**PROMPT:** Could you give the listing again exactly, without its pictures?

**RECORDED DATA:**
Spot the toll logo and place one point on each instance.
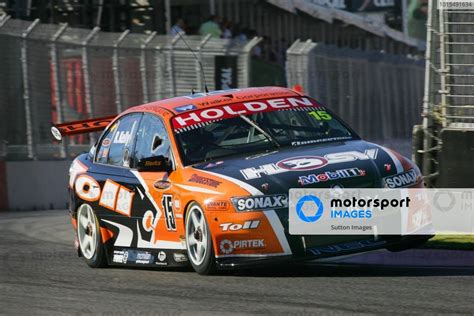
(313, 208)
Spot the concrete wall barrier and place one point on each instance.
(3, 186)
(35, 185)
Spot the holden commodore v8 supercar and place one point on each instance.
(204, 179)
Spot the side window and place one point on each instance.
(152, 139)
(117, 144)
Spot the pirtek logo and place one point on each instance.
(235, 226)
(228, 246)
(307, 163)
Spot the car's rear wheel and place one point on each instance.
(198, 241)
(90, 240)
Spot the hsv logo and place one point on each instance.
(307, 163)
(302, 163)
(188, 119)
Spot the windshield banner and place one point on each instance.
(420, 211)
(186, 120)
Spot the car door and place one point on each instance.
(165, 220)
(120, 206)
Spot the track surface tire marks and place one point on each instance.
(40, 273)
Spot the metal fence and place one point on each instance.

**EXERCISE OUTPUT:**
Spot the toll logo and place one point on each instance.
(313, 208)
Spot the concrete wall barrier and place one point on each instance.
(3, 186)
(35, 185)
Spot the holden commodore v8 supercar and place one point on each instance.
(204, 179)
Spot the side window and place one point on each instance.
(152, 139)
(117, 144)
Spot the pirtek logo and place one point on each instance.
(235, 226)
(228, 246)
(307, 163)
Spot the car's rear wheel and place one point on each instance.
(198, 241)
(90, 240)
Spot the hsv logo and place one point on each instance.
(307, 163)
(302, 163)
(188, 119)
Spot the windshield banner and place one point on each instance.
(420, 211)
(186, 120)
Spot the car door and place one point on each instance.
(165, 220)
(120, 206)
Spot the track surface tire marks and place one point on each instance.
(40, 273)
Spot the metal fence and place one point on each instance.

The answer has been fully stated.